PASSAGE TO READ:
--- Start ---
Dylan Mattingly (born March 18, 1991) is an American composer from Berkeley, California.

Early life
Mattingly was born on March 18, 1991, in Oakland, California. He is a member of the Los Angeles-based musical family of the Allers/Altschulers, which includes Modest Altschuler, Eleanor Aller, Leonard Slatkin, and Judith Aller, among others. His grandmother was the painter Gladys Aller. His father is the poet George Mattingly.

Mattingly holds a BA in Classics and a BM in Music Composition from Bard College & Conservatory of Music, where he studied with George Tsontakis, Joan Tower, John Halle and Kyle Gann. He holds an MM in Music from the Yale School of Music where he studied with Martin Bresnick, Christopher Theofanidis, and David Lang.
--- End ---
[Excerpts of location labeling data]
--- Start ---
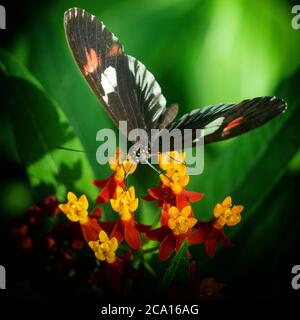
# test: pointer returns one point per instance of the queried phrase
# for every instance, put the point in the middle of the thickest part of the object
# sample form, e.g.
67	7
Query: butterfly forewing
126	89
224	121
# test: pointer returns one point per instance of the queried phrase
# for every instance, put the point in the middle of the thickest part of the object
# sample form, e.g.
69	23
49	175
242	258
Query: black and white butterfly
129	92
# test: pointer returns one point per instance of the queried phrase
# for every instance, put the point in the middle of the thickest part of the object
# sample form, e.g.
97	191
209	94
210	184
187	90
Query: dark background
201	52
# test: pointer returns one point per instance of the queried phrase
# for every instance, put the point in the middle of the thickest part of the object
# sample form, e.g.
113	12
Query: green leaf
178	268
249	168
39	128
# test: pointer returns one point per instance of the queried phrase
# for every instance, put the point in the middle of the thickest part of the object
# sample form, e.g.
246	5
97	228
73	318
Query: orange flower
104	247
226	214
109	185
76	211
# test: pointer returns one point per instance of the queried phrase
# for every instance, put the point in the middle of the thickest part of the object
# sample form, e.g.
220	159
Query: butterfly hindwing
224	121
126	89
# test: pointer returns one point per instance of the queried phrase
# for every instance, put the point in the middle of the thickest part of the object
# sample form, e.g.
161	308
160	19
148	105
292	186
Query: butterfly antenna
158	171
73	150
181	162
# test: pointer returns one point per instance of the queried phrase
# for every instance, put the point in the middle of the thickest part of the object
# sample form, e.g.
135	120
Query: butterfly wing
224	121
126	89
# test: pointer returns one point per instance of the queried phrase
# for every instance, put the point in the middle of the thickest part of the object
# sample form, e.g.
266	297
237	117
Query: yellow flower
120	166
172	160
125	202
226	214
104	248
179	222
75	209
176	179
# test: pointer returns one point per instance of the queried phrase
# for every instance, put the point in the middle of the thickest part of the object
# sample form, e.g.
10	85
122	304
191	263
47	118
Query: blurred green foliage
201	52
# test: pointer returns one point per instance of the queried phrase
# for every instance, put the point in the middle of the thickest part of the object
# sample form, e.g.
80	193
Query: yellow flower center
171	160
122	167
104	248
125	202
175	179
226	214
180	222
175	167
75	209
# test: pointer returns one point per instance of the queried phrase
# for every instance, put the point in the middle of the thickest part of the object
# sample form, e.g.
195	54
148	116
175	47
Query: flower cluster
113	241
--- End ---
--- Start ---
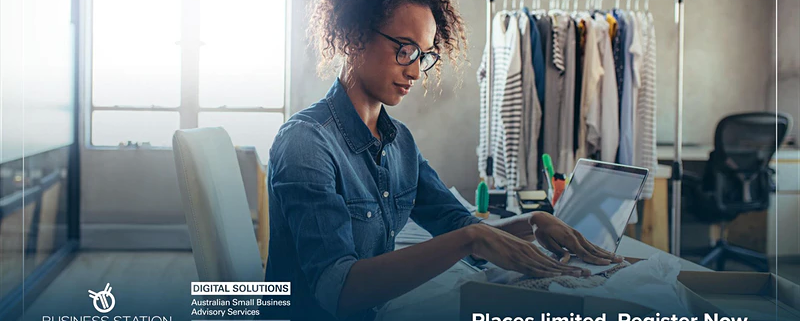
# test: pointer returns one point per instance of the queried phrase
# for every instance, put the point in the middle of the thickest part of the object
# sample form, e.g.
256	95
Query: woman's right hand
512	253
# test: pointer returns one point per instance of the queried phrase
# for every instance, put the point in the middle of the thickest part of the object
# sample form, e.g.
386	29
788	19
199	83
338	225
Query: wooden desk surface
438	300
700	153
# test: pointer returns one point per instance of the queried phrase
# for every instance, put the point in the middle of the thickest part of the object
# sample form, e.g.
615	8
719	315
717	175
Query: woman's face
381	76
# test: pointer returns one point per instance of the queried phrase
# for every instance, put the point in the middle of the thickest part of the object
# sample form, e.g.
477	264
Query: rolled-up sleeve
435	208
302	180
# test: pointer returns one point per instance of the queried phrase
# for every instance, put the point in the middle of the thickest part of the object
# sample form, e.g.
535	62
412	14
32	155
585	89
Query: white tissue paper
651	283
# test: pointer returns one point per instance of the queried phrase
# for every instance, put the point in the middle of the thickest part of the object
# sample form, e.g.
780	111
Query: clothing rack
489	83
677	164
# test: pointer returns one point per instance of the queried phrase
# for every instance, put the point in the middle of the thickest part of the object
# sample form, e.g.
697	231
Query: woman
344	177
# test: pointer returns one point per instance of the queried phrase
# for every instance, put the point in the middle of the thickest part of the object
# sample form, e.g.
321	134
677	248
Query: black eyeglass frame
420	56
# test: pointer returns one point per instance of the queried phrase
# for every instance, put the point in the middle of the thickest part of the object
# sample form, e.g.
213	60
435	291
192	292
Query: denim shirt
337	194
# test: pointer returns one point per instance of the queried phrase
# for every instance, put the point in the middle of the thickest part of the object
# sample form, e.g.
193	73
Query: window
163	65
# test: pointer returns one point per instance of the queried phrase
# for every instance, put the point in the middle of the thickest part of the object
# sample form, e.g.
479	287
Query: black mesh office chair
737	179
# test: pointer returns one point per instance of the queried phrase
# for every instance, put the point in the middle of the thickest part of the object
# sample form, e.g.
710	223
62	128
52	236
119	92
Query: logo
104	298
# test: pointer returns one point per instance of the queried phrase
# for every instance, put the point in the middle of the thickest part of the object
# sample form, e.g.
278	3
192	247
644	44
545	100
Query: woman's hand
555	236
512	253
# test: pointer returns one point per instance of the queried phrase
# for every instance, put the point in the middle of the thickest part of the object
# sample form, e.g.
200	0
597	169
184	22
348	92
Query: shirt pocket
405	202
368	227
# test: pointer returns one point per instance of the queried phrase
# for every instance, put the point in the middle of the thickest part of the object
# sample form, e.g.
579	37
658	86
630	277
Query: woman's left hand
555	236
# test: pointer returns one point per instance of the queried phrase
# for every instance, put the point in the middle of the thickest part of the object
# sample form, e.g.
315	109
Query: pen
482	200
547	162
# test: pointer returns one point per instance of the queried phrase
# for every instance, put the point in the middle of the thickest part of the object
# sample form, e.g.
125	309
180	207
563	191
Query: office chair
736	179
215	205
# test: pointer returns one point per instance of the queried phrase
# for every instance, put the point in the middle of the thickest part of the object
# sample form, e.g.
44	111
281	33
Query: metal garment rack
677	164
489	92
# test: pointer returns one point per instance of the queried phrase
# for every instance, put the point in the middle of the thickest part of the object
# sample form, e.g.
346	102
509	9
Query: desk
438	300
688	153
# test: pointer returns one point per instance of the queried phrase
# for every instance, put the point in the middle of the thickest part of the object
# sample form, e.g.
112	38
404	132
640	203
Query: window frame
--- End ---
Can you quote the biography of Dylan Mattingly word for word, starting at "Mattingly holds a" and ending at "and David Lang."? The data here is separate material, unrelated to the biography of Dylan Mattingly.

TASK RESPONSE:
Mattingly holds a BA in Classics and a BM in Music Composition from Bard College & Conservatory of Music, where he studied with George Tsontakis, Joan Tower, John Halle and Kyle Gann. He holds an MM in Music from the Yale School of Music where he studied with Martin Bresnick, Christopher Theofanidis, and David Lang.